**TASK ITEM**: In your copy of the listing below, reproduce each word exactly and include no pictures.

**RECORDS TO USE**:
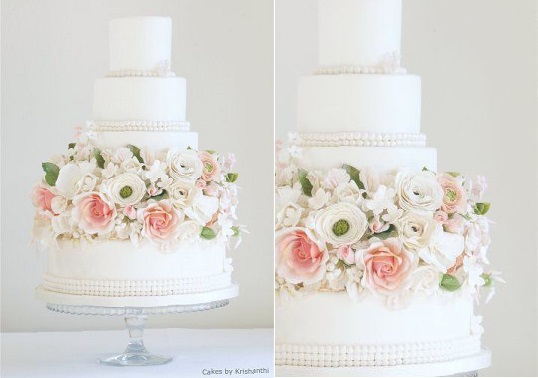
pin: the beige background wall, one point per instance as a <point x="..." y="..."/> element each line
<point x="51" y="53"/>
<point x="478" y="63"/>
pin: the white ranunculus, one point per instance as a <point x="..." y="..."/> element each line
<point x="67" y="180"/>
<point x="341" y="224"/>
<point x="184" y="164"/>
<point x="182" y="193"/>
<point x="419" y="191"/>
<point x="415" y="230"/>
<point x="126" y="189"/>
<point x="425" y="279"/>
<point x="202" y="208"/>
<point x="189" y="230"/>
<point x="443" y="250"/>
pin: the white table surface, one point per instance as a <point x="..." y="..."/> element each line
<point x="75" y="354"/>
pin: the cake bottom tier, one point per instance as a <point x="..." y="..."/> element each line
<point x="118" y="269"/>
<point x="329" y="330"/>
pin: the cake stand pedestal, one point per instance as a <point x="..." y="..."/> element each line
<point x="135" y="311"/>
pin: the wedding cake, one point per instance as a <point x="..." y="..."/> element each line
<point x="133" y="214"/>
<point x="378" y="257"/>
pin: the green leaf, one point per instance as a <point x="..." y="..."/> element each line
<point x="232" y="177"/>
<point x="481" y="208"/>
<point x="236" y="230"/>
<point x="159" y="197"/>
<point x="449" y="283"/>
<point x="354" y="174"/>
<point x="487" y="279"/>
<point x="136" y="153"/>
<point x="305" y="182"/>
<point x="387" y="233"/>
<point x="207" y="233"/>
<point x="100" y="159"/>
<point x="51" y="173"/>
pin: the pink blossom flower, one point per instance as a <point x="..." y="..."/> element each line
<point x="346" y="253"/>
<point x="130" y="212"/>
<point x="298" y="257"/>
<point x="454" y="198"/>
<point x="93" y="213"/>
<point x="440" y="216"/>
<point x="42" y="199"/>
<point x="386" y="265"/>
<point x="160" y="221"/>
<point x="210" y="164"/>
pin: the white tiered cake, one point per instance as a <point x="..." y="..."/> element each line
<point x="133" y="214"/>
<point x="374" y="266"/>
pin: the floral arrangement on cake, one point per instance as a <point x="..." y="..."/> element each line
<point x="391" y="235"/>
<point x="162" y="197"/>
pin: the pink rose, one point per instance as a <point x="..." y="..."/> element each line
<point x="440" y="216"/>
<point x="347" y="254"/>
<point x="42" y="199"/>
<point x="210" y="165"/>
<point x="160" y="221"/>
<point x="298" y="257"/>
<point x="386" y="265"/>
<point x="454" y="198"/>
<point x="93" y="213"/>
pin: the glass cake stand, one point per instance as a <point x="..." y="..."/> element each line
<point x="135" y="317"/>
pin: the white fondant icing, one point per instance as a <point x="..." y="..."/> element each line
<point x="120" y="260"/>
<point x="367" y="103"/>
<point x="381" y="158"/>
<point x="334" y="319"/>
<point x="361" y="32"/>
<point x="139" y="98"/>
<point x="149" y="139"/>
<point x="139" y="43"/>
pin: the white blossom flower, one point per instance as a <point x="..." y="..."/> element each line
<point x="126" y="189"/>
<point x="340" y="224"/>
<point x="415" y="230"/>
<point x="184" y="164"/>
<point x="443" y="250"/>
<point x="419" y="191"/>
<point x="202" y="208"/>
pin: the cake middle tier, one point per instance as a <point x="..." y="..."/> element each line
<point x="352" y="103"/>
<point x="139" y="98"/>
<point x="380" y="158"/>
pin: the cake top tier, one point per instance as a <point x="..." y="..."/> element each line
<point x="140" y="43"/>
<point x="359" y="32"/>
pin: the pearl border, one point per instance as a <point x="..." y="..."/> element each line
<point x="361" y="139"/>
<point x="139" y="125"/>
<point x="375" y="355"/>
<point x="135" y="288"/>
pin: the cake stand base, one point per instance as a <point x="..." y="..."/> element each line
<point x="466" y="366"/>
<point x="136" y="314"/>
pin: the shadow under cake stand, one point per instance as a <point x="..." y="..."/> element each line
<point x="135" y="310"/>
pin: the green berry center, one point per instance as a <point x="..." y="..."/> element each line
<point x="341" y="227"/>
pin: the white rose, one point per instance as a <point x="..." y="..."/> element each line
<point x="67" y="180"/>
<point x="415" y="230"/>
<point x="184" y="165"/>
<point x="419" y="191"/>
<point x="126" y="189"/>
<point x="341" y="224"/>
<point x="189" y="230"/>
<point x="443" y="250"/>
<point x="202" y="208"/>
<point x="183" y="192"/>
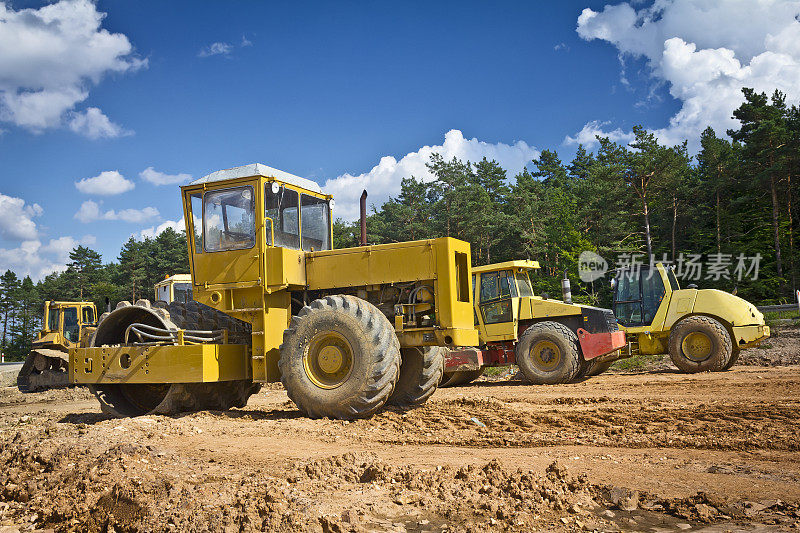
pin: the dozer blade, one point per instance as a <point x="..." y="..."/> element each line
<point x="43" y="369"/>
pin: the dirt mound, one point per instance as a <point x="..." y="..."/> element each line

**YOUR RESPONSE**:
pin: the beige background wall, one point per instance as a <point x="..." y="..."/> element each line
<point x="51" y="53"/>
<point x="478" y="63"/>
pin: the white ranunculus, one point per instance as a <point x="..." y="..."/> element each line
<point x="67" y="180"/>
<point x="341" y="224"/>
<point x="184" y="164"/>
<point x="182" y="193"/>
<point x="419" y="191"/>
<point x="415" y="230"/>
<point x="126" y="189"/>
<point x="425" y="279"/>
<point x="202" y="208"/>
<point x="189" y="230"/>
<point x="443" y="250"/>
pin: the white table surface, one point per instance as a <point x="..." y="..."/> element each line
<point x="75" y="354"/>
pin: the cake bottom tier, one point per instance as a <point x="..." y="..."/> element each line
<point x="118" y="269"/>
<point x="329" y="330"/>
pin: the cake stand pedestal, one point per instance as a <point x="..." y="..."/> element each line
<point x="135" y="311"/>
pin: the wedding cake, one point per instance as a <point x="..." y="..."/> element each line
<point x="133" y="214"/>
<point x="378" y="257"/>
pin: the green leaf, one point per instance as a <point x="..." y="..."/> element each line
<point x="232" y="177"/>
<point x="481" y="208"/>
<point x="236" y="230"/>
<point x="159" y="197"/>
<point x="449" y="283"/>
<point x="354" y="174"/>
<point x="487" y="279"/>
<point x="136" y="153"/>
<point x="305" y="182"/>
<point x="387" y="233"/>
<point x="207" y="233"/>
<point x="100" y="159"/>
<point x="51" y="173"/>
pin: the pink blossom flower, one point per instance as a <point x="..." y="..."/> element each line
<point x="346" y="253"/>
<point x="130" y="212"/>
<point x="298" y="257"/>
<point x="454" y="198"/>
<point x="93" y="213"/>
<point x="440" y="216"/>
<point x="42" y="199"/>
<point x="386" y="265"/>
<point x="160" y="221"/>
<point x="210" y="164"/>
pin: the white tiered cake, one point per instance as a <point x="..." y="..."/> element each line
<point x="133" y="214"/>
<point x="374" y="266"/>
pin: the floral arrangement on cake, one point per instance as a <point x="..." y="..."/> element each line
<point x="391" y="235"/>
<point x="162" y="197"/>
pin: the pink rose, one point per instance as a <point x="..." y="..."/> element each line
<point x="440" y="216"/>
<point x="347" y="254"/>
<point x="42" y="199"/>
<point x="210" y="165"/>
<point x="160" y="221"/>
<point x="298" y="257"/>
<point x="386" y="265"/>
<point x="454" y="198"/>
<point x="93" y="213"/>
pin: the glass cake stand, one point per instance as a <point x="..." y="..."/> element each line
<point x="135" y="317"/>
pin: the white fondant icing, one point per instance as a <point x="..." y="..."/> element each line
<point x="120" y="260"/>
<point x="367" y="103"/>
<point x="381" y="158"/>
<point x="334" y="319"/>
<point x="361" y="32"/>
<point x="139" y="98"/>
<point x="149" y="139"/>
<point x="139" y="43"/>
pin: the white blossom flower, one point per instance as a <point x="..." y="..."/> element each line
<point x="126" y="189"/>
<point x="340" y="224"/>
<point x="415" y="230"/>
<point x="184" y="164"/>
<point x="443" y="250"/>
<point x="419" y="191"/>
<point x="202" y="208"/>
pin: the cake middle tier, one point per instance as a <point x="..." y="..."/> element each line
<point x="352" y="103"/>
<point x="139" y="98"/>
<point x="380" y="158"/>
pin: the cake top tier, one point per instance as a <point x="..." y="..."/> element each line
<point x="140" y="43"/>
<point x="359" y="32"/>
pin: the pearl border, one point per instance as a <point x="..." y="..."/> element each line
<point x="361" y="139"/>
<point x="139" y="125"/>
<point x="375" y="355"/>
<point x="135" y="288"/>
pin: the cake stand base, one point per instance as a <point x="..." y="..."/> element each line
<point x="466" y="366"/>
<point x="136" y="314"/>
pin: the shadow under cake stand, one point per instance as a <point x="..." y="..."/> element each line
<point x="135" y="310"/>
pin: the green berry center, one point per instance as a <point x="..." y="..."/> element each line
<point x="341" y="227"/>
pin: the white rose, one point per instance as a <point x="..." y="..."/> element each line
<point x="67" y="180"/>
<point x="415" y="230"/>
<point x="184" y="165"/>
<point x="419" y="191"/>
<point x="126" y="189"/>
<point x="341" y="224"/>
<point x="189" y="230"/>
<point x="443" y="250"/>
<point x="202" y="208"/>
<point x="183" y="192"/>
pin: the dozer blade, one point per instance as a <point x="..." y="..."/> element each line
<point x="43" y="369"/>
pin: the dirt mound, one point per instance as a <point x="..." y="..."/> element each line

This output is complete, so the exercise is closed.